■ 原文:
+ + + + + + +
对于分区表,可以先开启Hive动态分区,则不需要指定分区字段。如果有一个分区,那么默认为数据中最后一列为分区字段,有两个分区则为最后两列为分区字段,以此类推。

spark.conf.set("hive.exec.dynamic.partition", "true")
spark.conf.set("hive.exec.dynamic.partition.mode", "nonstrict")

df.write.insertInto('people', overwrite=True)

若通过 path选项自定义表路径,当表被 DROP 时,自定义表路径不会被删除,表数据仍然存在。如果没有指定 path,Spark会将数据写入仓库目录下的默认表路径,当表被删除时,默认表路径也将被删除。

df.write.option("path", "/some/path").saveAsTable("people")

请注意,在创建外部数据源表(具有path选项的表)时,默认不会收集分区信息。您可以调用MSCK REPAIR TABLE同步元存储中的分区信息。

常用方法

Select

pyspark.sql 查询语句
DataFrame.select(*cols) SELECT in SQL
DataFrame.selectExpr(*expr) 解析SQL 语句
function.expr(*expr) 解析SQL 语句(函数)
Column.alias(*alias, **kwargs) 重命名列
funtions.lit(col) 常数列(函数)
DataFrame.limit(num) LIMIT in SQL
df = spark.createDataFrame([
(29, "Michael"),
(30, "Andy"),
(19, "Justin")
], schema=["age", "name"])

# Select everybody.
df.select('*').show()
+---+-------+
|age| name|
+---+-------+
| 29|Michael|
| 30| Andy|
| 19| Justin|
+---+-------+

# Select the "name" and "age" columns
df.select("age", "name").show()
+ + + + + + +
■ 材料列表:
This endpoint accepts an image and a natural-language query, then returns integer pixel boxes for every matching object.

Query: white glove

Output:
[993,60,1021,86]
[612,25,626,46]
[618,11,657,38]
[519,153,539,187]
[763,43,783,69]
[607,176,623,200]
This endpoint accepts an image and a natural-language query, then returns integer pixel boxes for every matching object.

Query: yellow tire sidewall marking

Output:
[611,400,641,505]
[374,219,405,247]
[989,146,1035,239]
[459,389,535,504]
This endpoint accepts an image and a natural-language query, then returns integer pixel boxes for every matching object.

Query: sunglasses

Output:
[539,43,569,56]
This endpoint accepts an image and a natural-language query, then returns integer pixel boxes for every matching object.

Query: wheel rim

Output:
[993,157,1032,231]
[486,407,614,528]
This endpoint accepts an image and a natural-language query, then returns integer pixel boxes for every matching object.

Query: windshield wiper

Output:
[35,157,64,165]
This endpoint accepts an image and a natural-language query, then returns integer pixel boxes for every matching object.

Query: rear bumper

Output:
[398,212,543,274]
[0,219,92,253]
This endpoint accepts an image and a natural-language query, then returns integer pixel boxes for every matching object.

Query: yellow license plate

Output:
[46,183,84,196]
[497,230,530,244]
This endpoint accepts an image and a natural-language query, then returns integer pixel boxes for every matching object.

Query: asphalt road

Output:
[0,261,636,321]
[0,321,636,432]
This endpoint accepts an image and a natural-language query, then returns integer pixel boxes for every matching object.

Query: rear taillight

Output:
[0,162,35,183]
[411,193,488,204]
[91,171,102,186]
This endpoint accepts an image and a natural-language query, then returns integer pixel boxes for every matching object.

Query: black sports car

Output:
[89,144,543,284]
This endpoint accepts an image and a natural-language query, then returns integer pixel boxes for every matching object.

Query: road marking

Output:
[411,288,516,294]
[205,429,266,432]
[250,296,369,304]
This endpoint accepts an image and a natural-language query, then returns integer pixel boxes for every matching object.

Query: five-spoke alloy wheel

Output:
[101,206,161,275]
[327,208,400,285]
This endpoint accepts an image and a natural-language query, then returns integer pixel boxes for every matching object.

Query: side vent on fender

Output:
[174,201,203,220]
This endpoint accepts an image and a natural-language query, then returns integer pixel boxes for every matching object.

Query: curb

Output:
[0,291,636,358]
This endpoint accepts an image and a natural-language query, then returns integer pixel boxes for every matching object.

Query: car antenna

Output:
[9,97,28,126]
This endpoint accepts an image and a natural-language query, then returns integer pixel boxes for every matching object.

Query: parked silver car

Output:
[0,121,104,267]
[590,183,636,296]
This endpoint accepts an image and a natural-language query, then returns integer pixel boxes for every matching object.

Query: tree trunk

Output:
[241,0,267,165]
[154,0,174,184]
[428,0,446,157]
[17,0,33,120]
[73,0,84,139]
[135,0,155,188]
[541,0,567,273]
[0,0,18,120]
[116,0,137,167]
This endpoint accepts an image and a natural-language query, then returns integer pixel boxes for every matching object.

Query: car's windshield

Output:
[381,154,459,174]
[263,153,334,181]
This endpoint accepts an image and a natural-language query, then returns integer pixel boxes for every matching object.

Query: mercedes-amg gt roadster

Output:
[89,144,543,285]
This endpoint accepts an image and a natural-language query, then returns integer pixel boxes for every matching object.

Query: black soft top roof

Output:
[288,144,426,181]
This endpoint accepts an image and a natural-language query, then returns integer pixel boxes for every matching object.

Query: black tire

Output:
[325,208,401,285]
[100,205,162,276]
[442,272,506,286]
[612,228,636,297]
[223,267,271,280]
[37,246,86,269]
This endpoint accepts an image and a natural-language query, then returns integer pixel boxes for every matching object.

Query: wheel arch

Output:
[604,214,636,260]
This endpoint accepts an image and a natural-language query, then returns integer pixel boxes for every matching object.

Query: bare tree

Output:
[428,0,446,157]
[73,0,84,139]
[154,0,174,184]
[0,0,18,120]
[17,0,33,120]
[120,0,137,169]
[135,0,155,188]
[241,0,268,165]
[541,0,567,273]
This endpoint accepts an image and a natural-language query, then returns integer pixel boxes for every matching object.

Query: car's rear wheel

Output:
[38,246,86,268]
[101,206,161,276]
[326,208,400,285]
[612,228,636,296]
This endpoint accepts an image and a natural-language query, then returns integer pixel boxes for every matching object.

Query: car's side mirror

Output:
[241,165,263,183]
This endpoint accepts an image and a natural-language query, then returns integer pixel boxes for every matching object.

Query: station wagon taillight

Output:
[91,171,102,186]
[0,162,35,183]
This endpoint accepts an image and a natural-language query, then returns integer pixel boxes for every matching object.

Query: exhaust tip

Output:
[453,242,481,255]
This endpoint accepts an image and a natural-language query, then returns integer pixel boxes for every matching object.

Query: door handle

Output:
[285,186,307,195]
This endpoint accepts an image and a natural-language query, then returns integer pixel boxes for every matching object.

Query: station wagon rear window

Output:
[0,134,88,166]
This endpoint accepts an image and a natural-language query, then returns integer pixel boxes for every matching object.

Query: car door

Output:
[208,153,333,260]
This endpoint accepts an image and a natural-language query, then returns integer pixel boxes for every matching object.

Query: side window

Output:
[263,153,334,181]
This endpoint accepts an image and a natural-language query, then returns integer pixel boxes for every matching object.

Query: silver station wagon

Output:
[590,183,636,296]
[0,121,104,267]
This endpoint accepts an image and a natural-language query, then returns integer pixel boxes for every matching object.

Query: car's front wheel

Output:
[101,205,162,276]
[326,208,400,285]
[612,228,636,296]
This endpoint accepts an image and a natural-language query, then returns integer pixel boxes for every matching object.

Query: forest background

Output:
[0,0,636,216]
+ + + + + + +
■ 题目要求: 把原文中以"若通过 path选项自定义表路径"开头的段落改写为要点列表，保留其主要事实。

■ 本题答案:
- 用 path 选项自定义表路径：表被 DROP 后，自定义表路径不会被删除，表数据仍然存在。
- 未指定 path：Spark 将数据写入仓库目录下的默认表路径，表被删除时，默认表路径也会一并删除。